Article
□ □ □ □

It's something which we didn't
have before, because as always,

indexes just sped up queries.

Now we can change results because
it's approximate neighbor search.

This project, I think it's...

Which license is it?

I don't remember, but I think...

Yeah.

It's also Postgres license, Right.

And maybe that's why you also developed
your product on top of

it using Postgres license.

But it's very interesting because
if before Timescale had this

major product, everyone loved,
compression especially, but only

if you go that route, source available,
or you go to Timescale

Cloud, now you release this thing
on Postgres license, meaning

that anyone, any cloud provider,
most of them already have pgvector,

so naturally they should already
be considering adding your extra

to their services.

I think, of course, you've thought
about it very well.

So my question is why you changed
your approach compared to Timescale?

Mat: Yeah, so I'll speak for myself,
maybe not for the company.

I think, look, we all love Postgres,
but I think Postgres needs

different things in different areas.

Postgres, in the time series area,
Postgres already has a lot

of functionality to build in and
we are already building upon

a well-known foundation where I
would argue that given our broad

definition of time series, in many
ways Postgres already dominates

the market.

So we felt that we could build
a company while contributing some

things to PostGrid, but also quite
frankly making a business

for ourselves and making money
in this area by preventing hyperscalers

from making all the money off of
our work, which is what the

TSL license does.

It doesn't stop any individual
from benefiting from our work

or really any company, it only
stops the cloud providers from

making money off our work.

And that was then for pragmatic
reasons so that we could make

a business.

In terms of vector, I think the
whole vector market is much more

nascent and much younger.

I don't think Postgres has won
the market a lot.

You can look at how many other
databases have gotten millions

of dollars in the past year to
develop their own solution.

This is a very hot, fast-moving
market where I don't think Postgres

yet has a particular...

It hasn't won, right?

And so, because we like Postgres
so much, we wanted

Nikolay: to know when

Mat: Postgres wins.

And so...

Nikolay: There are many benchmarks
where Postgres has very poor

results with pgvector on ivfflat
index without HNSW and so on,

right?

And they're still around.

Mat: I will say with pgvector 0.7,
things have improved on the

pgvector side quite a lot as well.

But yeah, and I think not only
in terms of benchmarks, I think

in terms of actual usage, if you
know, last episode you talked

about 100 terabyte databases, We
want to reach 100 terabyte databases

that have extra data.

We have to do a lot of work to
make that happen, right?

And I think that's the ultimate
goal.

And there should be the ultimate
goal of everybody in the community.

We thought that it was more wise
to help the entire community

succeed at this point in time.

Nikolay: Yeah, when I saw benchmarks,
like 100,000, 500,000 vectors,

I was like, what's happening here?

People say, oh, it's already a
lot.

It's not a lot.

You take any company, take their
databases, and they have already

so many data entries in their databases.

Out of those entries we can create
vectors usually.

It means that we should speak about
billions already, but it's

not there yet because it's problematic
because vectors are large

and building indexes is slow, takes
a lot of time, and the latencies

of search, of course.

Everything is quite slow.

I'm glad you did your benchmarks
starting with 50 million vectors,

already very good.

□ □ □ □

Records from a collection
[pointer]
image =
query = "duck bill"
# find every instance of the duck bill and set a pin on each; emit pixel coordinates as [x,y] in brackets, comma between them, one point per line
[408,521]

□ □ □ □

Exercises to complete
(1) Decide whether each statement agrees with the podcast transcript, answering yes or no and quoting the deciding words: (a) Mat says the TSL license prevents individuals from benefiting from Timescale's work. (b) Mat says pgvector 0.7 brought considerable improvements. (c) Nikolay says the benchmarks he welcomed started with 5 million vectors.
(2) Pull out the passage of the podcast transcript starting at "about 100 terabyte" and ending at "in the community.".
Rely on the transcript alone.

Answers in order
(1)
(a) No: "It doesn't stop any individual from benefiting from our work"
(b) Yes: "with pgvector 0.7, things have improved on the pgvector side quite a lot as well"
(c) No: "starting with 50 million vectors"

(2)
about 100 terabyte databases, We
want to reach 100 terabyte databases

that have extra data.

We have to do a lot of work to
make that happen, right?

And I think that's the ultimate
goal.

And there should be the ultimate
goal of everybody in the community.